§ **Provided entries**:
#####

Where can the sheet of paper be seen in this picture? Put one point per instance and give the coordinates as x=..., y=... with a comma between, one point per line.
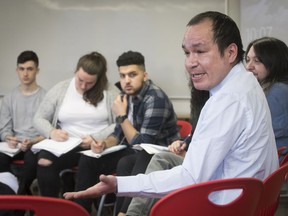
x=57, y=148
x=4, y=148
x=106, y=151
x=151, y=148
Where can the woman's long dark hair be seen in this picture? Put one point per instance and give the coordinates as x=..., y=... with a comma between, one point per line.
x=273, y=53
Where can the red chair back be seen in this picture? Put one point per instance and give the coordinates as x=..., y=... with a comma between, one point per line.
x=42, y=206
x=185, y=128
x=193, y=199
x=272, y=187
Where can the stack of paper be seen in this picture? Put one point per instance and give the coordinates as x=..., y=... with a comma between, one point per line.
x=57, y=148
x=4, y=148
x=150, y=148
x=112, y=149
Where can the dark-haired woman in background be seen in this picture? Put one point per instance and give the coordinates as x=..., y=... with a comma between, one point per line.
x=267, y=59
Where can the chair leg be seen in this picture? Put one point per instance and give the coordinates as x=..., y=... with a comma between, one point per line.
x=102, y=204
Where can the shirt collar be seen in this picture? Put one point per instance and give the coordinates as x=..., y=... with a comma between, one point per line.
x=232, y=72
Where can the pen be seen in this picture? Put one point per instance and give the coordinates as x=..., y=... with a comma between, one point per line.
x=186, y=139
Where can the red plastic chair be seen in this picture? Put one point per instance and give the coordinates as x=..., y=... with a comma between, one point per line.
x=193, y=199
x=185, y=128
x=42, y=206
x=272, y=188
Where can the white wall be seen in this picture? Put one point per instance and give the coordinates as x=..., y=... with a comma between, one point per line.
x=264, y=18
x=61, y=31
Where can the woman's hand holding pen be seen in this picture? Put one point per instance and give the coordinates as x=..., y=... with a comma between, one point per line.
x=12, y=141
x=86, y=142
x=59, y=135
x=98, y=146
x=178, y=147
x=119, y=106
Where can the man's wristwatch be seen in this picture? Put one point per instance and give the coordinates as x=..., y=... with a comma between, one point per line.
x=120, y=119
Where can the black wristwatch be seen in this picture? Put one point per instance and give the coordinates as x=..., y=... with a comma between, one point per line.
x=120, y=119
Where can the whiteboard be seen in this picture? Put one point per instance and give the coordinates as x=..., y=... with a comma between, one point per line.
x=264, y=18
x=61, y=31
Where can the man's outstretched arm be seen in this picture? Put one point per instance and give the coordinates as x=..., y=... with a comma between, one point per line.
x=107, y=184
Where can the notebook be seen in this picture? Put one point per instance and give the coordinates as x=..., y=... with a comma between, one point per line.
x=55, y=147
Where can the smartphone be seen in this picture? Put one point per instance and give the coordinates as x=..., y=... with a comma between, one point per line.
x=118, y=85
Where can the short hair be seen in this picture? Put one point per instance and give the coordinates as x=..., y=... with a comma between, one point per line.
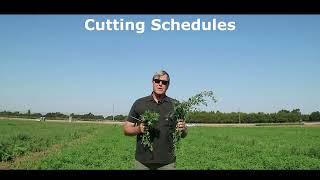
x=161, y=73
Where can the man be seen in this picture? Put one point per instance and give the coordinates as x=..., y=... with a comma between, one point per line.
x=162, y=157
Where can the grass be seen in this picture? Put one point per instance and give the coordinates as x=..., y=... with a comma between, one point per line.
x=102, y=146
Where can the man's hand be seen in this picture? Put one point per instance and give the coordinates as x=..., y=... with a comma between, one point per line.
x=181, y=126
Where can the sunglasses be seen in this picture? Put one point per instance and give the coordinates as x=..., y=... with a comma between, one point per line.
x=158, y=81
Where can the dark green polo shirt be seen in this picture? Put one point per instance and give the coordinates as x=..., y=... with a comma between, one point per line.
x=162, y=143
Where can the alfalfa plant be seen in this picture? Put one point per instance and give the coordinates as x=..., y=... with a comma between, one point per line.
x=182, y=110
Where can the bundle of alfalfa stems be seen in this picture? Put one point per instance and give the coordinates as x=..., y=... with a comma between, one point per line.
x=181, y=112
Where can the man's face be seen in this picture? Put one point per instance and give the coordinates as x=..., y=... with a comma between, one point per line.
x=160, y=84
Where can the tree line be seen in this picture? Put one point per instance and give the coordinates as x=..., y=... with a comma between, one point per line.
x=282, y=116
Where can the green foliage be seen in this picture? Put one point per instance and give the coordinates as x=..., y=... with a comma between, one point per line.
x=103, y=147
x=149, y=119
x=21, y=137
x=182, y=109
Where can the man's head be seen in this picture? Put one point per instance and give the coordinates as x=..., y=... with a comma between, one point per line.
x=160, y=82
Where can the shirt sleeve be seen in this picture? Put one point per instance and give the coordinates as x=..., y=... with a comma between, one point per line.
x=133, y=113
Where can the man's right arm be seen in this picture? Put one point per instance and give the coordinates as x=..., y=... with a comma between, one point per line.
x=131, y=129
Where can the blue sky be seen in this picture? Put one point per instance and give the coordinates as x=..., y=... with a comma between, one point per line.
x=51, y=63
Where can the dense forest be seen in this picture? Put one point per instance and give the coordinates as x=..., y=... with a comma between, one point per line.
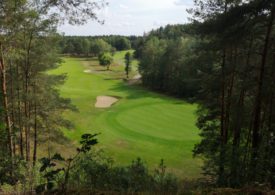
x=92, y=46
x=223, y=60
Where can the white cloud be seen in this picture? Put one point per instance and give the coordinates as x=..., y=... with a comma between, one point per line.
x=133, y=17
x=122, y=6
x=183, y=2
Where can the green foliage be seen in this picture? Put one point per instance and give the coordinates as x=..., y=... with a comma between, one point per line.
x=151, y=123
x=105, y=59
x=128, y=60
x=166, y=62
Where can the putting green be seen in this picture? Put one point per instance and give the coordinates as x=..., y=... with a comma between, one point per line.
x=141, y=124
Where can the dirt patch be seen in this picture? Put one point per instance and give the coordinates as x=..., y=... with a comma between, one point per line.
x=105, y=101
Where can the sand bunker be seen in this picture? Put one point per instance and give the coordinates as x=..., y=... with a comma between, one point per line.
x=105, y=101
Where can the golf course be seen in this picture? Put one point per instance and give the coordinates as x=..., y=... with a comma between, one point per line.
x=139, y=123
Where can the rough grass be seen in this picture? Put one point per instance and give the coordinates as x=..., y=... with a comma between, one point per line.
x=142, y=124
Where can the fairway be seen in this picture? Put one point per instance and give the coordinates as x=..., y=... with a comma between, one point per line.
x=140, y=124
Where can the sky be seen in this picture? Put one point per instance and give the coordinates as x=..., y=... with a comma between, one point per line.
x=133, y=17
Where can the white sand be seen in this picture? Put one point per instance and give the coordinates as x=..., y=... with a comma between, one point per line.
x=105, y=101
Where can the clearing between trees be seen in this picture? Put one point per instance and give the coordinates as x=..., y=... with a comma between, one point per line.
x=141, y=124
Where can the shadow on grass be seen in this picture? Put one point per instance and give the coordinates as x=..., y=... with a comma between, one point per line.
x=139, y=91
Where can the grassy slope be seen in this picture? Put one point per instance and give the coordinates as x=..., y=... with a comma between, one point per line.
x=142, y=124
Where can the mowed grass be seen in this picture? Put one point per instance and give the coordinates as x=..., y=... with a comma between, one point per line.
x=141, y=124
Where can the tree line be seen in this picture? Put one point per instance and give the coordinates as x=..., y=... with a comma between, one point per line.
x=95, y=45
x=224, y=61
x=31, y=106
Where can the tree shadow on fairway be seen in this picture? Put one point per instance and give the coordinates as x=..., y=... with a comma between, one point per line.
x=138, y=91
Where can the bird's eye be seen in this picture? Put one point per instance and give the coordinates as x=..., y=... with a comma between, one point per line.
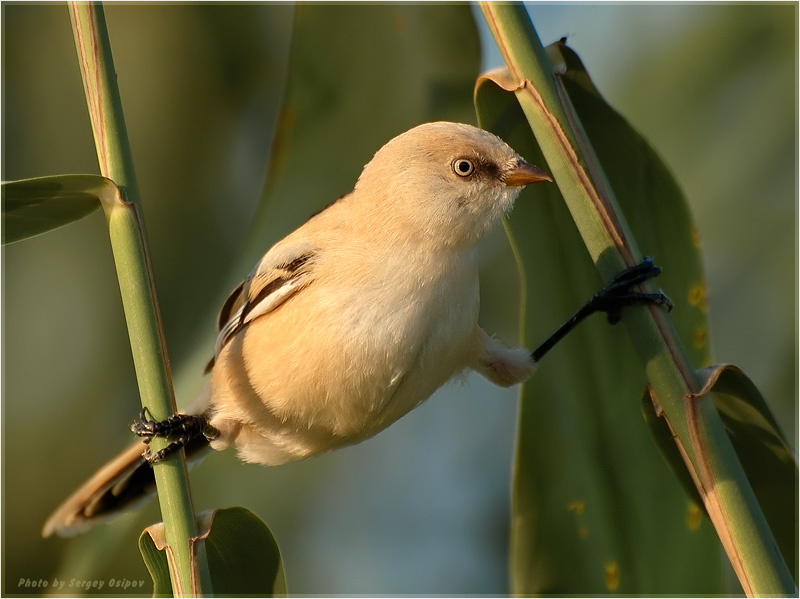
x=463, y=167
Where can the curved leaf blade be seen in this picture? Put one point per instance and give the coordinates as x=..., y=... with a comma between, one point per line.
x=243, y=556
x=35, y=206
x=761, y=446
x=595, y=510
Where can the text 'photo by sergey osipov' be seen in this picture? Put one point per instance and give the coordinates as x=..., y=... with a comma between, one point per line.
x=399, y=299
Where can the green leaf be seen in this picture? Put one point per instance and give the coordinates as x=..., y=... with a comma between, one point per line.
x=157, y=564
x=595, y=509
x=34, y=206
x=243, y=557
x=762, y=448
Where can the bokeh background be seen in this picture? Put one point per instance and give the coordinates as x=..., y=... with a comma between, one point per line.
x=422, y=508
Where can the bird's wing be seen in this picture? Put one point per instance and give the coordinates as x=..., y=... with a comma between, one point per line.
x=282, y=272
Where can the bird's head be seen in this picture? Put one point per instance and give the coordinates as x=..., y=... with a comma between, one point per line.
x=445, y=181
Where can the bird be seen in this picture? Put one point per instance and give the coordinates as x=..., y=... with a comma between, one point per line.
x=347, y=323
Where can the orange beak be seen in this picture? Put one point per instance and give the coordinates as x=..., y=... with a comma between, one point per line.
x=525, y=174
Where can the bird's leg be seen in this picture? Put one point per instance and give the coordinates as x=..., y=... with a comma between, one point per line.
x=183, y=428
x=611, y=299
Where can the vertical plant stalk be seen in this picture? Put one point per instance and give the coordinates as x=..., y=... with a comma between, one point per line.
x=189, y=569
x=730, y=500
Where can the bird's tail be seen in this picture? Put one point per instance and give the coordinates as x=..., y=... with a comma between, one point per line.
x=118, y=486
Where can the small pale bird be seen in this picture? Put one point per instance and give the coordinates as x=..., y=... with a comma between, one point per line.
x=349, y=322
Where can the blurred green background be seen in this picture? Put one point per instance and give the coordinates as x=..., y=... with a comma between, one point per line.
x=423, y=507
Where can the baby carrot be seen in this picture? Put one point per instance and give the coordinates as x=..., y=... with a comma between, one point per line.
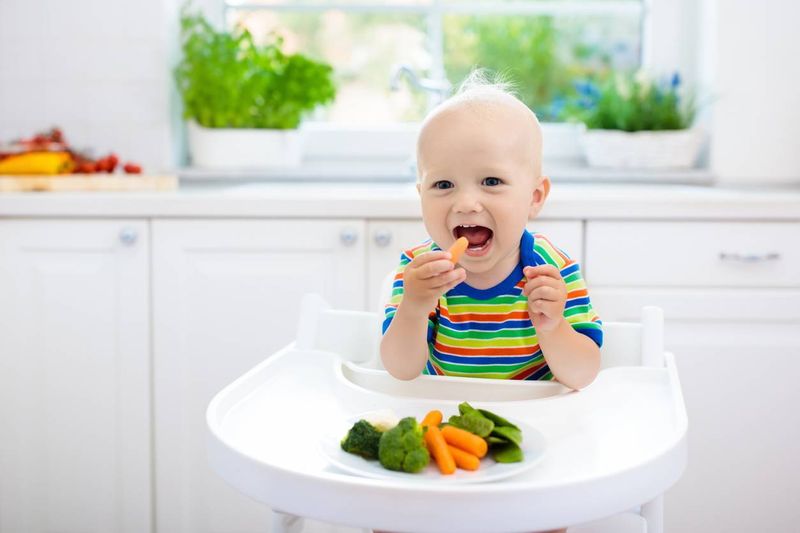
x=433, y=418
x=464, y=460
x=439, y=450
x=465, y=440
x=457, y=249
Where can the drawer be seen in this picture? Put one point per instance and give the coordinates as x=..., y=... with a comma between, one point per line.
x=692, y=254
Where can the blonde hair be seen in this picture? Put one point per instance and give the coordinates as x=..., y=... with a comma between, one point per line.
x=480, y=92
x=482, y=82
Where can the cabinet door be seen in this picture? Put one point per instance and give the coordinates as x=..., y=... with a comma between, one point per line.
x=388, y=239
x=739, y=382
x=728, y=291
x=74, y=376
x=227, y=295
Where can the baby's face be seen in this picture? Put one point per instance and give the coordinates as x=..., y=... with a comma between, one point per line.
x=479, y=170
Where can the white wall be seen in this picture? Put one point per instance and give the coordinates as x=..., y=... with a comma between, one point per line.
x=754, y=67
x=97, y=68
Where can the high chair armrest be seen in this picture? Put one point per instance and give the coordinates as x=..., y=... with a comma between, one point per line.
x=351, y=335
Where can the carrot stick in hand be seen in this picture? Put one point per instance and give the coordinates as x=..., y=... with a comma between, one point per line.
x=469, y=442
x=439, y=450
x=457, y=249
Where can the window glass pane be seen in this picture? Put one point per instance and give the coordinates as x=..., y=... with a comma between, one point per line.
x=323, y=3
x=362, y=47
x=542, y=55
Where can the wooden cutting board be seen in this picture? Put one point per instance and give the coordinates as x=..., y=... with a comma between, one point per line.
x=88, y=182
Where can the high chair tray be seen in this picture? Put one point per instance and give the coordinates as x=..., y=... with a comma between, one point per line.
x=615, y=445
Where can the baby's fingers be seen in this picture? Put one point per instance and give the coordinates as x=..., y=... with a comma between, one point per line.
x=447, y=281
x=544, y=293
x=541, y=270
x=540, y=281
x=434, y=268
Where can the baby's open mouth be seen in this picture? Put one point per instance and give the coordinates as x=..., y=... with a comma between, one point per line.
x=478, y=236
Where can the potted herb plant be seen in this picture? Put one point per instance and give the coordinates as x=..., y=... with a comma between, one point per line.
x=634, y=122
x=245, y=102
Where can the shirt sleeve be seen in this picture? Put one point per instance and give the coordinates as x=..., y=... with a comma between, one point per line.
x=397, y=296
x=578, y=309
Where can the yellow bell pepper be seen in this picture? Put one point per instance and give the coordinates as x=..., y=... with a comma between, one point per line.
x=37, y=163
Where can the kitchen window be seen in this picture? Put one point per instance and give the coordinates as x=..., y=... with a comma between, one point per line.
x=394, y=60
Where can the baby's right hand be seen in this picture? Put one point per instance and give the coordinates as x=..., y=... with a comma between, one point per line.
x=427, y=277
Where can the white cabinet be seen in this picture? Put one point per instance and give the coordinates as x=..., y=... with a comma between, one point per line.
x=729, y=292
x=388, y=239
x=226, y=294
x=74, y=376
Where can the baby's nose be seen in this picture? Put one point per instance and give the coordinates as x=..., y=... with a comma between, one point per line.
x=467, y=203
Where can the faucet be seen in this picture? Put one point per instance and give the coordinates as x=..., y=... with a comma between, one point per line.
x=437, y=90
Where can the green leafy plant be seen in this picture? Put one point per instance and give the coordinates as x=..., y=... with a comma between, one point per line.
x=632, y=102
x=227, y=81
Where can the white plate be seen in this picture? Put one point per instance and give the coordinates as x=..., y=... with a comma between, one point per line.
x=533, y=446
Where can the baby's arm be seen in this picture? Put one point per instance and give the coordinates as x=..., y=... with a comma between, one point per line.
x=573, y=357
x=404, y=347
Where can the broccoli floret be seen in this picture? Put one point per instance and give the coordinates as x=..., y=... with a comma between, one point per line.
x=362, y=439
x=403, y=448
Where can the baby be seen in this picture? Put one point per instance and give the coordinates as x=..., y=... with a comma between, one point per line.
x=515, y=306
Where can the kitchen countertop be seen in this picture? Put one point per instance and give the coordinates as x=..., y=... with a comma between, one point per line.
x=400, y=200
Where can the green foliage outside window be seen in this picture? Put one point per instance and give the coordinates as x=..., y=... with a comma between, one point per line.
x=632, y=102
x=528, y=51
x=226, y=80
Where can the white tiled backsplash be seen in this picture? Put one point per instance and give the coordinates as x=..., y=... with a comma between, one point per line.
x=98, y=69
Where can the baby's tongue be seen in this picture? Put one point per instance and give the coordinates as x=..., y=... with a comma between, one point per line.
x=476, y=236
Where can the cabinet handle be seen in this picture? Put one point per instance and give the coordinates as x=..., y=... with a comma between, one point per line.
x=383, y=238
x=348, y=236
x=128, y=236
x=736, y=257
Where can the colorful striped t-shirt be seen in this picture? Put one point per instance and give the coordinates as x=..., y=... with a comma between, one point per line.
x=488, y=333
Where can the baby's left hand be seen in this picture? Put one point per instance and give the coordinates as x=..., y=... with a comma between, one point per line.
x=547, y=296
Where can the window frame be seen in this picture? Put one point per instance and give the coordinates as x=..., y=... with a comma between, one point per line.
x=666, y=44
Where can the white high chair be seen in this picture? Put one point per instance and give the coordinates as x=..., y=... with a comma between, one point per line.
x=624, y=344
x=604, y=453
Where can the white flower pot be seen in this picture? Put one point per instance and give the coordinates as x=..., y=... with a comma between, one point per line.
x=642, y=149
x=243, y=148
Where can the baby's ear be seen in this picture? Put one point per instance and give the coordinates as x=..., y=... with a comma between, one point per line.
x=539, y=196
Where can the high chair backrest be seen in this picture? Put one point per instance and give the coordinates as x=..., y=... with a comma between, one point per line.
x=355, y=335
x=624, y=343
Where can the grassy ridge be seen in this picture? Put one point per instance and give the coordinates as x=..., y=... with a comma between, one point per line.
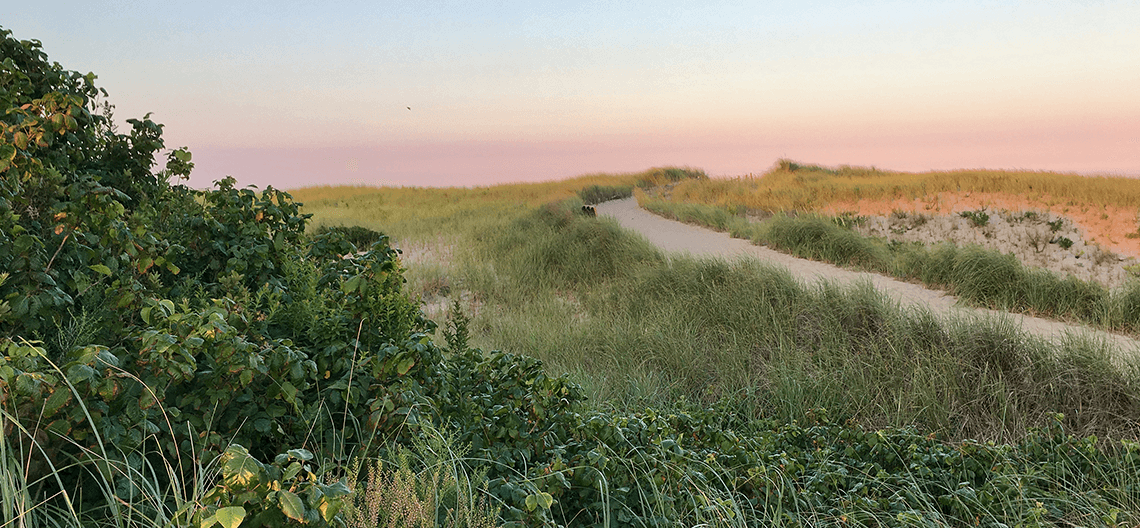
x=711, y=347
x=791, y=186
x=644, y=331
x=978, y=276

#####

Set down only the lines running from the line with "Where can the high chair backrest" to the end of the entries, inclusive; omit every picture.

Where can the high chair backrest be seen in this picture? Put one point per instance and give the coordinates as x=..., y=... with a comma between, one point per line.
x=355, y=335
x=624, y=343
Where can the grassy ridge be seen in this picture? Put one point per instance and give the coordinates as x=..., y=... with a comma between, one point per line.
x=711, y=347
x=791, y=186
x=644, y=331
x=978, y=276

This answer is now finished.